5 Ways to Help the Environment

 

Fill the dishwasher.

 

 

Did you know: Running the dishwasher only when full can save 100 pounds of carbon dioxide and $40 per year, according to the Environmental Protection Agency. Make sure whoever is on dish duty knows that the load shouldn’t be run until it’s full. If you have a newer appliance, skip rinsing before loading—you’ll save even more water.

 

 

Switch to cold.

 

 

Did you know: Doing the laundry in cold water for one year can save enough energy to drive a car up to 421 miles. There are detergents specifically formulated to work effectively in cold water that provide the same stain-removal and color-protection power as a regular detergent. Make the switch to cold, and start saving energy.

 

 

Unplug.

 

 

Did you know: You can charge your smartphone for a lifetime with the energy you save by switching to cold washing for one year. When your phone and other devices aren’t in use, unplug ’em! Store chargers in a basket or drawers to reduce clutter around the house. Use a drawer organizer or segmented basket to keep cords coiled and organized.

 

Bike to work.

 

 

Did you know: Switching your commute—even just a few days—from individual car trips to mass transit or biking can save a lot of energy. In fact, you save the same energy by biking to work for up to five days as you would by using cold water for laundry for a whole year. If you live in a city with a bike share program or are close enough to your office to make the commute, try it out! 

 

 

Turn off the tap.

 

 

Did you know: Leaving the tap running while brushing your teeth can waste up to eight gallons of water per day, according to the EPA. A little run of the tap here, a little run of the tap there, can add up to a lot of water loss. Save H2O by stopping the faucet when you’re not wetting or rinsing your brush, rinsing your hands, or washing suds off a dish. Like cold drinking water? Keep a pitcher of water in the refrigerator at all times so you don’t have to run water from the faucet until it’s cold.

* _TASK INSTRUCTIONS_
1. Copy out every line of the records below that contains the string "green", treating uppercase and lowercase as different.
2. Go on with the article on ways to help the environment, starting right after its final sentence.

* _STORED RECORDS_
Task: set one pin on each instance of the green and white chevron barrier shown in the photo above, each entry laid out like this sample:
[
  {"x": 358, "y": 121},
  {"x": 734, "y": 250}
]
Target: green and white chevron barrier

* _ANSWER LIST_
1.
Task: set one pin on each instance of the green and white chevron barrier shown in the photo above, each entry laid out like this sample:
Target: green and white chevron barrier

2.
 

Merry and Bright—and Energy Efficient

 

 

Turn down the heat and turn up the revelry

 

More bodies mean more natural warmth, so turn down that thermostat when you have guests! Also, make sure you seal and insulate your home’s air ducts, as the process can improve your system’s heating and cooling efficiency by 20%.

 

 

Wash clothes in cold water:

 

Family + parties + overnight guests = a whole lot of laundry. While you may not be able to spare the chore of handling those extra loads, you can spare yourself the high-energy bill. When you switch loads from your normal warm water wash to cold water, you will use as much as 80% less energy if you use a standard top loading machine. Just make sure you use a detergent designed specifically for washing in lower temperatures. 

 

 

Use low-watt or energy-efficient LED lights:

 

Light-emitting diode, or LED, lighting uses as much as 75% less energy than incandescent lighting and lasts 35 to 50 times longer. While a strand of LED bulbs may be a bit more expensive than regular bulbs, you’ll end up saving energy and money in the long run.

 

 

No peeking!

 

Resist the urge to open the oven door for a quick look at that juicy turkey or holiday ham and turn the oven light on for a glance instead. Opening the door for even a few seconds can lower oven temperature by as much as 25 degrees—increasing cooking time and wasting energy. 

 

 

Save water while cleaning up.

 

Washing dishes by hand can actually use more water than a dishwasher would. However, if you fill up wash-and-rinse basins instead of letting water run, you’ll use half as much water as a dishwasher. If you do use the machine, make sure you wash only full loads, and pre-rinse plates with cold water, not hot.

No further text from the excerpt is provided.